- _ЗАДАНИЕ_:
Воспроизведите без изменений фрагмент текста о калмыках: от слов «После того как» до слов «Китая — давайте разбираться.» включительно.

После того как неудачные для казахских жузов войны с джунгарами закончились, последние оказались завоеваны цинским (маньчжурским) Китаем, и степь на какое-то время забыла о нашествии полчищ с востока, сеявших повсюду смерть и разрушение. Однако едва минуло четверть века и знакомые фигуры воинов в остроконечных войлочных шапках вновь объявились на казахских просторах. Только на этот раз ойраты пришли не с востока, а с запада — на историческую родину из нижнего Поволжья и прикаспийских степей решила откочевать часть калмыков, которым стало неуютно жить под властью российской короны. Казахам вновь пришлось столкнуться со старым врагом, но расстановка сил, да и цели сторон на этот раз были совсем иными. Как повели себя в этой ситуации казахские султаны, чем обернулся для калмыков переход от Волги в пределы маньчжурского Китая — давайте разбираться.
С востока на запад и обратно
Калмыки начали проникать на территорию Русского государства (на первых порах в земли Сибири) в самом начале XVII века. Из Джунгарии эта группа ойратов, как считается, ушла по причине возникшего там дефицита пастбищ и вызванных этим обстоятельством междоусобиц. В 1609 году калмыки подписали вассальный договор с царем Василием Шуйским, по которому им разрешалось кочевать в Прииртышье. Однако затем новые русские подданные развязали войну с ногайцами и, постоянно оттесняя последних дальше на запад, дошли наконец до Волги, где и обосновались. Ногаи были вынуждены откочевать в пределы Кубани и Причерноморья, а в Поволжье оформилось Калмыцкое ханство, достигшее своего расцвета в годы правления Аюки (1672-1724).
На тот момент калмыки, хоть формально и подчинялись русским царям, жили, в сущности, независимо, по своим обычаям и законам. Более того, хан проводил самостоятельную внешнюю политику и по своему усмотрению вел бесконечные войны с соседями на востоке: казахами, туркменами и каракалпаками.
Со временем, однако, увеличение масштабов колонизации калмыцких степей, переселение туда русских крестьян и казаков привело к сокращению пастбищных угодий со всеми вытекающими отсюда отрицательными последствиями для экономики ханства. Одновременно российские власти усиливали и административный нажим на калмыков: в пределах их кочевий стали появляться царские чиновники, поощрявшие переход буддистов в православие и пытавшиеся взять под контроль местную систему самоуправления. Полномочия высшей знати и ханов постоянно ущемлялись, а в области внешней политики и вовсе были сведены к минимуму.

- _ИСХОДНЫЕ ДАННЫЕ_:
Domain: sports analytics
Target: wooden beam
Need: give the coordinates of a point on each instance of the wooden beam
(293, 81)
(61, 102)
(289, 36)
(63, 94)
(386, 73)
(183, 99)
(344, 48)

- _РЕЗУЛЬТАТ_:
После того как неудачные для казахских жузов войны с джунгарами закончились, последние оказались завоеваны цинским (маньчжурским) Китаем, и степь на какое-то время забыла о нашествии полчищ с востока, сеявших повсюду смерть и разрушение. Однако едва минуло четверть века и знакомые фигуры воинов в остроконечных войлочных шапках вновь объявились на казахских просторах. Только на этот раз ойраты пришли не с востока, а с запада — на историческую родину из нижнего Поволжья и прикаспийских степей решила откочевать часть калмыков, которым стало неуютно жить под властью российской короны. Казахам вновь пришлось столкнуться со старым врагом, но расстановка сил, да и цели сторон на этот раз были совсем иными. Как повели себя в этой ситуации казахские султаны, чем обернулся для калмыков переход от Волги в пределы маньчжурского Китая — давайте разбираться.